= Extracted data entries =
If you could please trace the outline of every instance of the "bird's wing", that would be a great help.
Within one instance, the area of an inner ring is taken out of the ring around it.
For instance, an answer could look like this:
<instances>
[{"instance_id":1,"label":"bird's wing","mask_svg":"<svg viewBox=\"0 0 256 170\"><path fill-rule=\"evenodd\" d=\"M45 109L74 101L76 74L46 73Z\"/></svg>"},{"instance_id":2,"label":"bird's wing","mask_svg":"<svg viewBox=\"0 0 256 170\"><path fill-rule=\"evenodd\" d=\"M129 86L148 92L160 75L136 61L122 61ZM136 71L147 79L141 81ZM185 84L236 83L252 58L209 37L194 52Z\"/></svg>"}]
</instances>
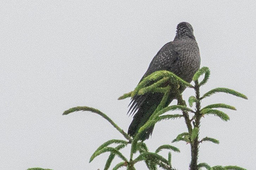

= Required work =
Retype the records above line for line, without any changes, and omit the pictures.

= Full output =
If you could please trace the outline of every instance of the "bird's wing", that would be a great help.
Within one instance, the area of an inner ring is taken out of the ring around it.
For instance, an answer could look like this:
<instances>
[{"instance_id":1,"label":"bird's wing","mask_svg":"<svg viewBox=\"0 0 256 170\"><path fill-rule=\"evenodd\" d=\"M45 109L74 101L76 74L46 73Z\"/></svg>"},{"instance_id":2,"label":"bird's wing","mask_svg":"<svg viewBox=\"0 0 256 170\"><path fill-rule=\"evenodd\" d=\"M129 86L148 92L160 75L136 61L122 61ZM136 71L147 79L141 81ZM185 84L236 83L252 58L209 37L194 52Z\"/></svg>"}]
</instances>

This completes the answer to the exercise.